-- INPUT MATERIAL follows --

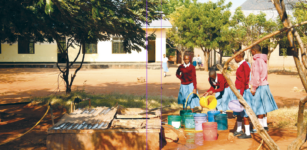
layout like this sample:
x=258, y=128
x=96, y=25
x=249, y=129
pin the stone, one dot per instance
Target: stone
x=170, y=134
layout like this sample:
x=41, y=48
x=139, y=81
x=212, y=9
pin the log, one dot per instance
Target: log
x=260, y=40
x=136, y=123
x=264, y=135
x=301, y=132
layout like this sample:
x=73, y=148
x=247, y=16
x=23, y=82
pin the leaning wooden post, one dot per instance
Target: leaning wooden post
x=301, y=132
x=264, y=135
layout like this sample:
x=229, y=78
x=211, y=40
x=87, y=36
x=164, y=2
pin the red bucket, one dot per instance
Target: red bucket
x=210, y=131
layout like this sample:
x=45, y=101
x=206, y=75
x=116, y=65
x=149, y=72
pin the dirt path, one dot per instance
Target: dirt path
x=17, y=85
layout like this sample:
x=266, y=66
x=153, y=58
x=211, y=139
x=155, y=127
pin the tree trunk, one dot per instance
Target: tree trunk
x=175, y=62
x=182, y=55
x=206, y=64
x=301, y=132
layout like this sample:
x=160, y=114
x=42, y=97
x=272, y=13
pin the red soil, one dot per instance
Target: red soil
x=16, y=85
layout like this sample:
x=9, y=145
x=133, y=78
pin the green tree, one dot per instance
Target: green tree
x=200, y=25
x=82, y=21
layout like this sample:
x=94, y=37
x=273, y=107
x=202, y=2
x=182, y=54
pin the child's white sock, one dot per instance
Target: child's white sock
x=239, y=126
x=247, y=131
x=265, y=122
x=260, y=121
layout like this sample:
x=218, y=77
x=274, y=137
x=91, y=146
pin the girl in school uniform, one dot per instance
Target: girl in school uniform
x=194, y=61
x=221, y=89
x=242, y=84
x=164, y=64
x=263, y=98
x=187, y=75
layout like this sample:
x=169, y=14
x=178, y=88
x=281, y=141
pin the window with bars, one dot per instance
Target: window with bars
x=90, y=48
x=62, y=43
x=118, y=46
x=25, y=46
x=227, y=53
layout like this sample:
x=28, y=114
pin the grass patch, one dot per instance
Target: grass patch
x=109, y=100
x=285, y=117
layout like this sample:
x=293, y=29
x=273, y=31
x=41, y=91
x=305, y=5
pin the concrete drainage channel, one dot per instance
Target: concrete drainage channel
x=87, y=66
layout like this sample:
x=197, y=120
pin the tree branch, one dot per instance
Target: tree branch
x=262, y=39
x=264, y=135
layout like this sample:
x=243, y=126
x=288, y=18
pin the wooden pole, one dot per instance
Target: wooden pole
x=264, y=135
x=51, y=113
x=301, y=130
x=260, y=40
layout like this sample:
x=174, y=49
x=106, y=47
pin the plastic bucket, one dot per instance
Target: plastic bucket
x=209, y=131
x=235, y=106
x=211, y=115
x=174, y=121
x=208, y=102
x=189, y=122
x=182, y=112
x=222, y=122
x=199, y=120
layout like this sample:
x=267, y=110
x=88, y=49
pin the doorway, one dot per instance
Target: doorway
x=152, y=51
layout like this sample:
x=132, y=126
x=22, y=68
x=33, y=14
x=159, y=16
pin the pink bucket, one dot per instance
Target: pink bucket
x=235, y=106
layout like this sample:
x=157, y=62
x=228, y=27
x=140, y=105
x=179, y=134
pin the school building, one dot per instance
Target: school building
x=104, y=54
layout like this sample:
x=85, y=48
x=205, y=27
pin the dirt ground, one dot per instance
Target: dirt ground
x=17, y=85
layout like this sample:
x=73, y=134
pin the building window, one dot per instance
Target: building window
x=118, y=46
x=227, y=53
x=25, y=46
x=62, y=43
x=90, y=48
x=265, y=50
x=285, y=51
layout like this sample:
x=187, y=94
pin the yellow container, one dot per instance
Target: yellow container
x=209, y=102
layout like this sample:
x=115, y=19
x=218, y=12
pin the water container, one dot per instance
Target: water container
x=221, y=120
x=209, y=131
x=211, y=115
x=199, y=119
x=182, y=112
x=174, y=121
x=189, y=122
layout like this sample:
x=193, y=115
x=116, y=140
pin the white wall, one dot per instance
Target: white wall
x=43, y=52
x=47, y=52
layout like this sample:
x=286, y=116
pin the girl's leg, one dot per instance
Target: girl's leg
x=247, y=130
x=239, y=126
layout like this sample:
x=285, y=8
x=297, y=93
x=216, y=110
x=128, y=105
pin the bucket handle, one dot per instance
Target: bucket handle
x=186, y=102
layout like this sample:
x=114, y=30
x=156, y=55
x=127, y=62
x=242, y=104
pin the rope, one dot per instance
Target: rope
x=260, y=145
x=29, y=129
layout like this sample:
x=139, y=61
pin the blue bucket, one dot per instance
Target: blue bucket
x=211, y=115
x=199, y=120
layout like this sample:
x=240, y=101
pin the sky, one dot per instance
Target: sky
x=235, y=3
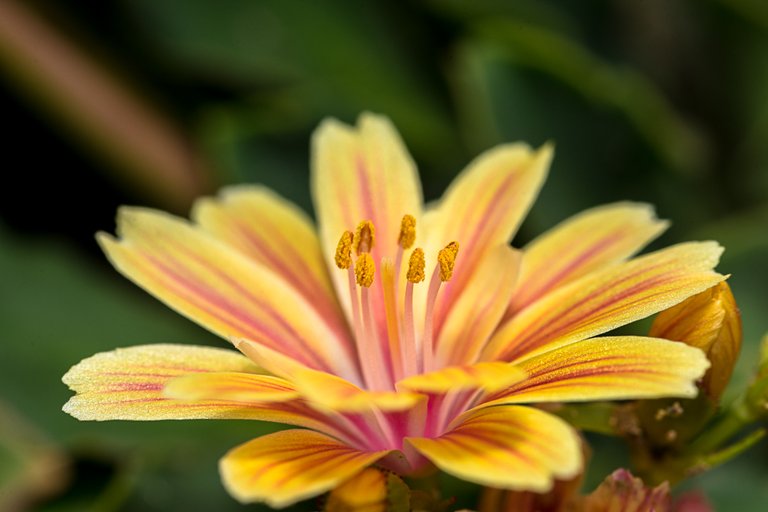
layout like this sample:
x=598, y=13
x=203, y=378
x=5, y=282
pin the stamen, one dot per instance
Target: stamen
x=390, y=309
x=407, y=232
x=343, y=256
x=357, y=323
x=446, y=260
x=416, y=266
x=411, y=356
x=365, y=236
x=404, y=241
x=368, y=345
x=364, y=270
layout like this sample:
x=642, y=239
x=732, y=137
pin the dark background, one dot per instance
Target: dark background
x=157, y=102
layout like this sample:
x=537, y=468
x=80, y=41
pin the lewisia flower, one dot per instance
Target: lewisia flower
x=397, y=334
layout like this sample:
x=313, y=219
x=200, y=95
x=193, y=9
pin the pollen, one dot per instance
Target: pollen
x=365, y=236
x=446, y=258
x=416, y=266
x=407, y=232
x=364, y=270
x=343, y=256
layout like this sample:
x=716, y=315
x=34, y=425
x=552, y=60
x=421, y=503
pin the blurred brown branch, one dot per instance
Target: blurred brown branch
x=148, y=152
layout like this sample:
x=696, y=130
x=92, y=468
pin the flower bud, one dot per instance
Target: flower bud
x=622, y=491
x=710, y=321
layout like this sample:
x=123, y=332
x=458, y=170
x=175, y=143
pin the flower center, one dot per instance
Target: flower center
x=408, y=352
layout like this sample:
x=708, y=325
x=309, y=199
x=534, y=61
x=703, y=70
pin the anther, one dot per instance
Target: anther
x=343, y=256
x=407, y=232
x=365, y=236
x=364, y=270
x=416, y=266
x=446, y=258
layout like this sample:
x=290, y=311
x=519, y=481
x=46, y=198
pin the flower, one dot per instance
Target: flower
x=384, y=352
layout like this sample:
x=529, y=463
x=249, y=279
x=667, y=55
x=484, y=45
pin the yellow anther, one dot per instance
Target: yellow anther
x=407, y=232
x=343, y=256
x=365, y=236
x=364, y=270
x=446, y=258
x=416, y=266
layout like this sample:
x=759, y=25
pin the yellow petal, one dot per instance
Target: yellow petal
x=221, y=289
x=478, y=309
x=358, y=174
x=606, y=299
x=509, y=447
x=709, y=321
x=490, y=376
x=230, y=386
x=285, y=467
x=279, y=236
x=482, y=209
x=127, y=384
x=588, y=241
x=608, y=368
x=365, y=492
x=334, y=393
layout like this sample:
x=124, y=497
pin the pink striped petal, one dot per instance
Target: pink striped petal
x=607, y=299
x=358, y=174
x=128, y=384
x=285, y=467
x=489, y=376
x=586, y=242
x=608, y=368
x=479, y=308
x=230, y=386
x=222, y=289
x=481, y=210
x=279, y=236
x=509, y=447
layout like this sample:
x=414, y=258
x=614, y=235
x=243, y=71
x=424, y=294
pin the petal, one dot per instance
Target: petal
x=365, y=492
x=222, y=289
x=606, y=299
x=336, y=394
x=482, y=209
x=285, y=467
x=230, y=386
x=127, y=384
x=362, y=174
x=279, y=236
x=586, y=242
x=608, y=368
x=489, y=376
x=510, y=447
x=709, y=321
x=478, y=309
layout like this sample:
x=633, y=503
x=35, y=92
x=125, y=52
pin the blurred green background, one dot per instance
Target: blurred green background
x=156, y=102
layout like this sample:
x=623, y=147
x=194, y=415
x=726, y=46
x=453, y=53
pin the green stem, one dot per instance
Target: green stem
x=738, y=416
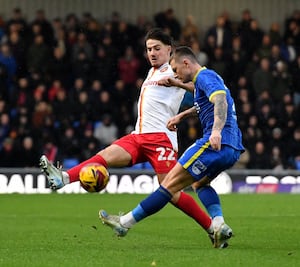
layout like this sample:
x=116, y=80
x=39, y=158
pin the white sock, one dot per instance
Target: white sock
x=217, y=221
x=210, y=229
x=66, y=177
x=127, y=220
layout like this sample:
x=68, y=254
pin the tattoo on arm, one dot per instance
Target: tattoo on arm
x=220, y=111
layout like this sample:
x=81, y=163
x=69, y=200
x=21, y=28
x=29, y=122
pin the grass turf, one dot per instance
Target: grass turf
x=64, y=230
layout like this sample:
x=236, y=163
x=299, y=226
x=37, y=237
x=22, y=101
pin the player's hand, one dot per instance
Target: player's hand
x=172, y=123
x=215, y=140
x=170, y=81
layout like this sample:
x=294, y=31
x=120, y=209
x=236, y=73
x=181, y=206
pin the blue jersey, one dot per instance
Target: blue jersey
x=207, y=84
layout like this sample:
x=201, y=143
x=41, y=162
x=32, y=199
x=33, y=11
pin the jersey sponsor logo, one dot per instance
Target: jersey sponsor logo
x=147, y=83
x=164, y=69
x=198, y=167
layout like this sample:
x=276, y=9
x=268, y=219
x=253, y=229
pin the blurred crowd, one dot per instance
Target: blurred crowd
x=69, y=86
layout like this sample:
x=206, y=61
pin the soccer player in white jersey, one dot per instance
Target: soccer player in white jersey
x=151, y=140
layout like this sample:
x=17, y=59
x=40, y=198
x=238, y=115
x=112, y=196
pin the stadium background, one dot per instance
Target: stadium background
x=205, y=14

-- INPUT MATERIAL concluded --

■ **EXERCISE DETAILS**
Where the data above reaches the line holding "Target: dirt path", begin printing, and stop after the line holding "pin the red soil, one dot per instance". Each line must be reproduced exactly, with nothing else added.

■ **RESULT FOR THIS TASK**
Target: dirt path
x=17, y=85
layout like this sample:
x=266, y=66
x=153, y=58
x=211, y=139
x=155, y=127
pin the tree trunk, one dot per instance
Target: tree trunk
x=175, y=62
x=182, y=55
x=206, y=64
x=301, y=132
layout like this sample:
x=160, y=114
x=42, y=97
x=272, y=13
pin the red soil, one dot per instance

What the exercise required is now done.